DATA:

===

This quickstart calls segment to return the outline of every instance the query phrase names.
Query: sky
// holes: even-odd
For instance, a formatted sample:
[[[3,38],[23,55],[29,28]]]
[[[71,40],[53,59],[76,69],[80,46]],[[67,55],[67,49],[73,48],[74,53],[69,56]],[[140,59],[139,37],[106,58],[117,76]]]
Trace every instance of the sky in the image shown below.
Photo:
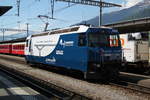
[[[26,23],[29,23],[29,30],[43,31],[46,22],[49,23],[48,29],[63,28],[99,15],[98,7],[55,2],[54,18],[56,18],[56,20],[41,20],[37,17],[38,15],[51,16],[51,0],[20,0],[20,16],[16,16],[16,1],[17,0],[0,0],[0,6],[13,6],[10,11],[0,17],[0,28],[26,29]],[[141,0],[103,1],[122,5],[121,8],[113,7],[103,9],[103,13],[109,13],[117,11],[118,9],[131,7]],[[15,33],[16,32],[7,32],[6,35]],[[1,32],[0,35],[2,35]]]

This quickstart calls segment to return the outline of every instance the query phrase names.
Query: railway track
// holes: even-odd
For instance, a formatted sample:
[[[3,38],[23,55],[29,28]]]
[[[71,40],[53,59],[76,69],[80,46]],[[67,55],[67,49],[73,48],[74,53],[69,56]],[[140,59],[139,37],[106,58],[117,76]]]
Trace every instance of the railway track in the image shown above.
[[[23,74],[17,70],[6,68],[0,65],[0,70],[8,74],[11,77],[23,82],[24,84],[30,86],[31,88],[37,90],[41,94],[49,97],[52,100],[90,100],[90,98],[84,97],[80,94],[74,93],[72,91],[66,90],[62,87],[56,86],[55,84],[50,84],[43,80],[39,80],[28,74]]]
[[[14,59],[14,57],[9,58],[8,60],[15,62],[15,60],[11,60],[11,59]],[[19,58],[17,58],[17,59],[19,59]],[[16,61],[18,61],[18,60],[16,60]],[[23,65],[23,63],[19,63],[19,64]],[[26,66],[26,65],[24,65],[24,66]],[[74,90],[72,90],[72,89],[74,89],[74,87],[76,87],[74,85],[72,85],[74,87],[71,87],[72,89],[69,90],[69,89],[64,88],[64,87],[62,88],[62,87],[60,87],[57,84],[51,84],[51,82],[50,82],[51,80],[50,81],[49,80],[48,81],[43,81],[44,77],[42,79],[41,78],[42,76],[39,77],[39,78],[37,78],[36,74],[35,74],[35,77],[34,77],[31,74],[26,73],[26,72],[30,73],[31,69],[32,70],[36,70],[38,68],[32,68],[32,67],[24,67],[24,68],[17,68],[16,67],[16,68],[11,68],[11,67],[6,67],[4,65],[2,65],[1,68],[2,68],[3,71],[5,71],[6,73],[10,74],[11,76],[13,76],[15,78],[18,78],[21,81],[26,82],[27,84],[31,85],[31,87],[34,87],[35,89],[37,89],[39,91],[42,91],[41,93],[43,93],[43,94],[45,94],[47,96],[52,96],[54,98],[61,99],[61,100],[64,100],[64,99],[65,100],[68,100],[68,99],[71,100],[71,99],[74,99],[74,98],[78,98],[78,99],[74,99],[74,100],[80,100],[80,99],[87,100],[87,99],[93,99],[93,98],[96,99],[96,100],[99,100],[100,98],[104,98],[103,95],[105,95],[106,93],[105,92],[104,93],[102,93],[102,92],[98,93],[99,97],[100,97],[98,99],[97,99],[97,97],[91,97],[91,95],[92,96],[93,95],[94,96],[98,95],[98,94],[94,94],[96,92],[95,92],[95,90],[93,91],[93,88],[95,88],[96,90],[102,89],[102,90],[105,91],[105,88],[107,90],[107,87],[113,87],[113,88],[115,87],[115,89],[117,91],[120,91],[120,89],[123,88],[125,91],[128,91],[128,90],[135,91],[135,92],[133,92],[134,94],[143,93],[143,94],[146,94],[146,95],[150,96],[150,89],[149,88],[143,87],[143,86],[139,86],[139,85],[136,85],[136,84],[133,84],[133,83],[129,83],[129,82],[127,83],[125,81],[117,82],[117,83],[116,82],[112,82],[112,83],[110,83],[110,85],[106,85],[106,86],[102,86],[100,84],[95,84],[95,83],[83,82],[83,83],[85,83],[85,85],[82,86],[82,90],[85,89],[84,86],[89,85],[90,87],[88,87],[84,91],[87,91],[90,94],[88,94],[88,93],[84,94],[82,92],[82,90],[79,90],[81,92],[73,92]],[[38,69],[38,70],[42,71],[42,69]],[[46,75],[46,73],[45,73],[45,75]],[[81,81],[77,81],[76,84],[80,84],[78,82],[81,82]],[[103,88],[103,87],[105,87],[105,88]],[[117,88],[119,88],[119,89],[117,89]],[[89,89],[91,89],[91,90],[89,90]],[[115,94],[115,92],[113,90],[114,89],[112,89],[111,93]],[[101,91],[101,90],[99,90],[99,91]],[[138,91],[138,93],[136,93],[137,91]],[[93,94],[91,94],[91,93],[93,93]],[[120,93],[120,92],[118,92],[118,93]],[[141,94],[141,96],[143,96],[143,94]],[[124,96],[124,95],[122,95],[122,96]],[[132,95],[130,95],[130,96],[132,96]],[[128,98],[130,98],[130,96]],[[109,97],[109,96],[106,96],[106,97]],[[112,97],[112,98],[114,98],[114,97]],[[148,99],[144,99],[144,100],[149,100],[149,99],[150,99],[150,97],[148,97]],[[108,98],[107,99],[103,99],[103,100],[108,100]],[[112,100],[117,100],[117,99],[112,99]],[[124,100],[124,99],[122,99],[122,100]],[[138,99],[135,99],[135,100],[138,100]]]
[[[119,79],[110,84],[150,95],[150,76],[120,72]]]
[[[118,82],[110,82],[109,84],[114,85],[114,86],[119,86],[125,89],[136,90],[144,94],[150,95],[149,87],[141,86],[135,83],[126,82],[126,81],[118,81]]]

===

TASK DETAILS: This exercise asks for the data above to be given again exactly, without pictures.

THE ANSWER:
This quickstart calls segment to return the outline of every instance the query phrase names.
Query: sky
// holes: even-odd
For instance, a formatted sample:
[[[3,38],[23,55],[29,28]]]
[[[71,40],[53,59],[76,69],[80,46]],[[67,55],[67,49],[73,48],[74,53],[69,56]],[[140,59],[139,37],[106,58],[117,76]]]
Trace every instance of the sky in the image shown below.
Photo:
[[[26,23],[29,23],[29,30],[43,31],[46,22],[49,23],[48,29],[63,28],[99,15],[98,7],[55,2],[54,18],[56,18],[56,20],[41,20],[37,17],[38,15],[51,16],[51,0],[20,0],[20,16],[16,16],[16,1],[17,0],[0,0],[0,6],[13,6],[10,11],[0,17],[0,28],[26,29]],[[141,0],[103,1],[122,5],[121,8],[113,7],[103,9],[103,13],[109,13],[117,11],[118,9],[131,7]],[[15,33],[16,32],[7,32],[6,35]],[[1,32],[0,35],[2,35]]]

This quickstart calls segment to return the outline of every instance the query phrase names.
Query: railway track
// holes: even-odd
For instance, a formatted sample:
[[[3,38],[23,55],[29,28]]]
[[[71,40],[53,59],[76,69],[80,46]],[[67,55],[67,49],[73,48],[74,53],[69,56]],[[140,59],[139,37],[106,58],[117,76]]]
Trace every instance of the railway track in the image shown above.
[[[23,74],[17,70],[6,68],[0,65],[0,70],[8,74],[11,77],[23,82],[24,84],[30,86],[31,88],[37,90],[41,94],[49,97],[52,100],[90,100],[90,98],[84,97],[80,94],[74,93],[72,91],[66,90],[62,87],[56,86],[55,84],[50,84],[43,80],[39,80],[28,74]]]
[[[14,59],[14,57],[9,58],[8,60],[15,62],[15,60],[11,60],[11,59]],[[19,58],[17,58],[17,59],[19,59]],[[16,61],[18,61],[18,60],[16,60]],[[23,65],[23,63],[19,63],[19,64]],[[26,66],[26,65],[24,65],[24,66]],[[74,90],[72,90],[72,89],[74,89],[74,87],[76,87],[74,85],[72,85],[74,87],[71,87],[72,89],[69,90],[69,89],[64,88],[64,87],[62,88],[62,87],[60,87],[57,84],[51,84],[51,82],[50,82],[51,80],[50,81],[49,80],[48,81],[43,81],[44,77],[42,79],[41,78],[42,76],[39,77],[39,78],[37,78],[36,74],[35,74],[35,77],[34,77],[31,74],[26,73],[26,72],[30,73],[31,69],[32,70],[36,70],[38,68],[32,68],[32,67],[24,67],[24,68],[17,68],[16,67],[16,68],[11,68],[11,67],[6,67],[4,65],[2,65],[1,68],[2,68],[3,71],[5,71],[6,73],[10,74],[11,76],[13,76],[15,78],[18,78],[21,81],[26,82],[27,84],[31,85],[31,87],[34,87],[35,89],[37,89],[39,91],[42,91],[41,93],[43,93],[43,94],[45,94],[47,96],[52,96],[54,98],[61,99],[61,100],[64,100],[64,99],[65,100],[68,100],[68,99],[71,100],[71,99],[74,99],[74,98],[78,98],[78,99],[74,99],[74,100],[80,100],[80,99],[87,100],[87,99],[93,99],[93,98],[96,99],[96,100],[99,100],[100,98],[104,98],[103,95],[105,95],[106,93],[105,92],[104,93],[102,93],[102,92],[98,93],[99,97],[100,97],[98,99],[97,99],[97,97],[91,97],[91,95],[92,96],[93,95],[94,96],[98,95],[98,94],[94,94],[96,92],[95,92],[95,90],[93,91],[93,88],[95,88],[96,90],[102,89],[102,90],[105,91],[105,88],[107,90],[107,87],[113,87],[113,88],[115,87],[115,89],[117,91],[120,91],[120,89],[123,88],[125,91],[128,91],[128,90],[135,91],[135,92],[133,92],[134,94],[143,93],[143,94],[146,94],[146,95],[150,96],[150,89],[149,88],[143,87],[143,86],[139,86],[139,85],[136,85],[136,84],[133,84],[133,83],[129,83],[129,82],[127,83],[125,81],[117,82],[117,83],[116,82],[112,82],[112,83],[110,83],[110,85],[106,85],[106,86],[102,86],[100,84],[95,84],[95,83],[83,82],[83,83],[85,83],[85,85],[82,86],[82,90],[85,89],[84,86],[89,85],[90,87],[88,87],[84,91],[87,91],[90,94],[88,94],[88,93],[84,94],[82,92],[82,90],[79,90],[81,92],[73,92]],[[38,69],[38,70],[42,71],[42,69]],[[46,75],[46,73],[45,73],[45,75]],[[81,81],[77,81],[76,84],[80,84],[78,82],[81,82]],[[103,88],[103,87],[105,87],[105,88]],[[117,88],[119,88],[119,89],[117,89]],[[89,89],[91,89],[91,90],[89,90]],[[115,94],[115,92],[113,90],[114,89],[112,89],[111,93]],[[101,91],[101,90],[99,90],[99,91]],[[138,91],[138,93],[136,93],[137,91]],[[93,94],[91,94],[91,93],[93,93]],[[120,93],[120,92],[118,92],[118,93]],[[141,94],[141,96],[143,96],[143,94]],[[124,96],[124,95],[122,95],[122,96]],[[132,95],[130,95],[130,96],[132,96]],[[128,98],[130,98],[130,96]],[[109,97],[109,96],[106,96],[106,97]],[[112,97],[112,98],[114,98],[114,97]],[[148,99],[144,99],[144,100],[149,100],[149,99],[150,99],[150,97],[148,97]],[[108,98],[107,99],[103,99],[103,100],[108,100]],[[112,100],[117,100],[117,99],[112,99]],[[124,100],[124,99],[122,99],[122,100]],[[138,99],[135,99],[135,100],[138,100]]]
[[[119,79],[110,84],[150,95],[150,76],[120,72]]]
[[[118,82],[110,82],[109,84],[114,85],[114,86],[119,86],[125,89],[136,90],[144,94],[150,95],[149,87],[141,86],[135,83],[126,82],[126,81],[118,81]]]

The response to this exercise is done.